▸ **YOUR OBJECTIVE**
Output the material below in its entirety, exactly as given.

[Records from a collection]
^^^^^^^^^^^^^^^^

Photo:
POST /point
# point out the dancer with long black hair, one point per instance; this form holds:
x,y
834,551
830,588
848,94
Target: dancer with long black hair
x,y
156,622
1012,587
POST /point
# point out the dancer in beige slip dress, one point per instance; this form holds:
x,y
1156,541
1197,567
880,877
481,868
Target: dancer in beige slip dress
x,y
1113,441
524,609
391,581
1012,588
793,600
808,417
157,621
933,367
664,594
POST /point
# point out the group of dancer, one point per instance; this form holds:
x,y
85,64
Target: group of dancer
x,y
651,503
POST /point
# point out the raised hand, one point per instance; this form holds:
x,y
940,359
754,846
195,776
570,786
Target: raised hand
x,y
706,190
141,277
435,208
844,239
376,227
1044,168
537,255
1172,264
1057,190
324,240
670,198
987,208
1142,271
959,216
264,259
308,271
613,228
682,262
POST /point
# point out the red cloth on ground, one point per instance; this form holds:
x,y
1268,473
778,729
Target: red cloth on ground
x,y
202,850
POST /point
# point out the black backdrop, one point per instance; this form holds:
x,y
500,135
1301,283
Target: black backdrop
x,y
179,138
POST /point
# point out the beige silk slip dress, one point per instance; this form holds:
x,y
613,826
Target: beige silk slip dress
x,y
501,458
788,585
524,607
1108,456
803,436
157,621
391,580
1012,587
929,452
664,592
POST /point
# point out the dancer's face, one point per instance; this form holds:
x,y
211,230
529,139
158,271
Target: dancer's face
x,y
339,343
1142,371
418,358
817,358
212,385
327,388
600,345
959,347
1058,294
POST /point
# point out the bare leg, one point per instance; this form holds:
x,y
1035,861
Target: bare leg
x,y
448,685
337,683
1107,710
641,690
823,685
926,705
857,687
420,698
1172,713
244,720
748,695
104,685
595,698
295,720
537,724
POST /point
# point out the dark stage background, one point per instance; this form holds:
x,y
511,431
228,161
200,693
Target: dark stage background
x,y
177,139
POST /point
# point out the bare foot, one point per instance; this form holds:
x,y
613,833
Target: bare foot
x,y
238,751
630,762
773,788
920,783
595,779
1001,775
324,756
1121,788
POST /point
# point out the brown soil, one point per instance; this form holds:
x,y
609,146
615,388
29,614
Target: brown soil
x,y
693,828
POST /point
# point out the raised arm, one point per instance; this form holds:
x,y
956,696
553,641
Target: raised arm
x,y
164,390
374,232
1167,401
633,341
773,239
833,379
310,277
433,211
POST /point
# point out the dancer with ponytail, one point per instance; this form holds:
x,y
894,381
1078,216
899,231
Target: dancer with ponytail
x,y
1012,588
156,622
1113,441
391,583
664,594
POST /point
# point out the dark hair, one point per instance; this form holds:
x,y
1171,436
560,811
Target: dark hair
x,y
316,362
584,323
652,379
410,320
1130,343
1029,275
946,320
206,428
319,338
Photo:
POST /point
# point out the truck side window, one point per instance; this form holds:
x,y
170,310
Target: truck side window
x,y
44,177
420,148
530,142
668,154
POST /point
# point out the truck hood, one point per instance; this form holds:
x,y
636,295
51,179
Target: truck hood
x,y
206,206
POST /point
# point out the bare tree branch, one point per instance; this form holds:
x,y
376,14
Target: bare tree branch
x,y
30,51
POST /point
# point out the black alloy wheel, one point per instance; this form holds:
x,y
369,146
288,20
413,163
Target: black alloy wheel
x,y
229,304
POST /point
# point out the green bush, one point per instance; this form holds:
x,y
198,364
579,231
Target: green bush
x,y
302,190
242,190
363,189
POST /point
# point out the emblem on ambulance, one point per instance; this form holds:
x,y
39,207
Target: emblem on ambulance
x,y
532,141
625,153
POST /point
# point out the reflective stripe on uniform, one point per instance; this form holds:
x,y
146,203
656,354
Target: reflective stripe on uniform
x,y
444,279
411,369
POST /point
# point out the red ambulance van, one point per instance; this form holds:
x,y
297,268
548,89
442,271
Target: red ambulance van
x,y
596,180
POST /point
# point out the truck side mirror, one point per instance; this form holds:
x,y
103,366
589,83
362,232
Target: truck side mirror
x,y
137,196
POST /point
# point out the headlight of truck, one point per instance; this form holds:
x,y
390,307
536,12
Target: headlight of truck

^^^^^^^^^^^^^^^^

▸ **RESPONSE TO THE TASK**
Photo:
POST /point
# point out the dancer with long black hair, one point per instance; this form holds:
x,y
834,551
830,588
848,94
Target: dancer with long black hair
x,y
156,622
1012,587
POST /point
# point out the dancer in beige slip dress, one point per instance; this form holds:
x,y
1156,541
1197,567
880,877
481,868
Target: dancer in beige slip dress
x,y
1113,441
524,609
391,581
1012,588
793,600
808,417
157,621
933,367
664,594
POST /point
# point out the group of dancer, one point per instance; this form holds:
x,y
85,64
Target: group of dancer
x,y
651,503
POST /point
# point out the raised hand, one point per instance; this form holds:
x,y
940,359
754,846
195,776
570,786
Target: raised hand
x,y
706,190
141,277
435,208
844,239
376,227
1044,168
537,255
1172,264
1057,190
324,240
670,198
987,208
1142,271
959,216
264,259
308,271
613,228
682,262
POST /point
# point out the red cloth on ground, one point per instance; this form holds:
x,y
1268,473
778,729
Target: red cloth on ground
x,y
202,850
POST /point
# point out the black backdrop, one point per instance; this form holds:
x,y
500,135
1301,283
Target: black backdrop
x,y
179,138
POST /point
# point out the beige silk slip dress, one point per instance; this form holds:
x,y
613,826
Target: beige silk slip dress
x,y
501,458
788,585
524,607
1108,456
803,436
157,621
391,580
1012,587
929,452
664,592
POST /point
# point out the dancer's face, one point per instance; this form holds:
x,y
211,230
529,139
158,271
Target: dancer's face
x,y
339,343
1142,371
418,358
817,358
212,385
327,388
600,345
959,347
1058,294
POST /point
# point out the bare leg, one point per instance; this form holds:
x,y
1035,861
Target: bare leg
x,y
448,685
337,683
1107,710
641,690
823,685
926,705
857,687
420,698
1172,713
244,720
748,695
104,685
595,698
295,720
537,724
POST /point
# point out the dark stage background, one point per instance; this form holds:
x,y
511,431
228,161
200,693
Target: dark stage background
x,y
177,139
POST /point
# point out the bare foot, one point per instance; this form holds:
x,y
613,833
Target: bare foot
x,y
238,751
630,762
773,788
920,783
595,779
1001,775
324,756
1121,788
POST /point
# point out the brown soil, one point per instance; this form holds:
x,y
609,146
615,388
29,614
Target: brown soil
x,y
693,828
POST /point
# point out the raised arm, one point per instance; this form holds:
x,y
956,696
553,641
Target: raised arm
x,y
164,390
374,232
1167,401
633,341
773,239
833,379
310,277
433,211
POST /point
# point out the dancer with ponytail, one point per instance; this form holds:
x,y
894,381
1078,216
899,231
Target: dancer with ponytail
x,y
1012,588
156,622
1113,441
391,583
664,594
POST /point
# point out the dark hair, one point per instance; this form holds:
x,y
1171,436
560,811
Target: dark hair
x,y
316,362
584,323
652,379
410,320
1130,343
1029,275
946,320
206,428
319,338
Photo:
POST /point
# point out the truck side window, one point per instance; this form holds:
x,y
170,310
Target: truck side window
x,y
44,177
420,148
530,142
668,154
POST /point
# point out the truck hood, one point per instance; this form holds:
x,y
636,295
51,179
Target: truck hood
x,y
206,206
POST /point
# point out the bare tree branch, one point per instance; this form holds:
x,y
376,14
Target: bare tree branch
x,y
30,51
POST /point
# point out the black alloy wheel, one point per instance; this form holds:
x,y
369,146
288,20
413,163
Target: black alloy wheel
x,y
229,304
POST /point
# point out the green bush, one point per instance; this form holds:
x,y
198,364
579,231
Target: green bush
x,y
302,190
242,190
363,189
POST /point
# point out the emblem on ambulance, one point per instance; this form holds:
x,y
39,207
Target: emblem on ambulance
x,y
532,141
625,153
POST /point
# point out the reflective stripe on uniform, one point per instance; this form holds:
x,y
146,203
656,354
Target: reflective stripe on uniform
x,y
444,279
411,369
POST /point
# point out the red ambulance van, one point per instance; this form holds:
x,y
297,268
548,89
442,271
Target: red ambulance van
x,y
596,180
POST /point
# point out the truck side mirror, one point per instance; this form holds:
x,y
103,366
589,83
362,232
Target: truck side mirror
x,y
137,196
POST /point
# point out the headlight of truck, one point per instance; this form holds:
x,y
390,307
536,12
Target: headlight of truck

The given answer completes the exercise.